--- DATA SECTION ---
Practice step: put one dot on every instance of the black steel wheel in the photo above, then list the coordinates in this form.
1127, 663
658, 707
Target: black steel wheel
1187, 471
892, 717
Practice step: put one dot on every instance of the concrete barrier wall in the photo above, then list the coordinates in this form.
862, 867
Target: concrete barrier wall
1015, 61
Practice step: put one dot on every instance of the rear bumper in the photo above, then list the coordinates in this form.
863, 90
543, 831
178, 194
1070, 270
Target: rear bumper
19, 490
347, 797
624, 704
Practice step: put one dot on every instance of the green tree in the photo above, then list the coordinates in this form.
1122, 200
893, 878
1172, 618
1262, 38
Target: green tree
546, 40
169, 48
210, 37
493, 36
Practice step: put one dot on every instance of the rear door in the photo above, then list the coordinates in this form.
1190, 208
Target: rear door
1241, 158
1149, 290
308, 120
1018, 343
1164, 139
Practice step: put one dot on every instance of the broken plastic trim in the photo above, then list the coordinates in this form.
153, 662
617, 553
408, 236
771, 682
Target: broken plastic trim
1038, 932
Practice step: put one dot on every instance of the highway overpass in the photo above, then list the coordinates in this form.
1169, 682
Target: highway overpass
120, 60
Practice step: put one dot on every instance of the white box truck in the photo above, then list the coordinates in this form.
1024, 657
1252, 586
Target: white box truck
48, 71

--- TASK STATEMENT ---
Output, exactly and with no other text, the line that contains "Target: green tree" and all lines from there to the end of the records.

--- EXERCISE OUTPUT ---
Target: green tree
546, 40
169, 48
210, 37
493, 36
Practice step: put one dot on every instance of the rear door in the photo above, then list the coordinates in this form.
1190, 208
Target: rear door
1241, 158
1149, 290
308, 120
1018, 343
1164, 139
Practice step: put one dot on every instance of the broken plastic trim in the photo above, then list the coordinates in this form.
153, 662
617, 553
408, 236
771, 682
Target: broken plastic trim
1038, 932
Practice step: put one dot on every instance of the highway overpass in the photo above, then list the coordinates in this form.
1169, 682
Target: highway overpass
120, 60
Practice step: put one dot on every instance of the white box truck in the photo above, then list the coordinates in this form.
1024, 657
1252, 586
Target: white box truck
48, 71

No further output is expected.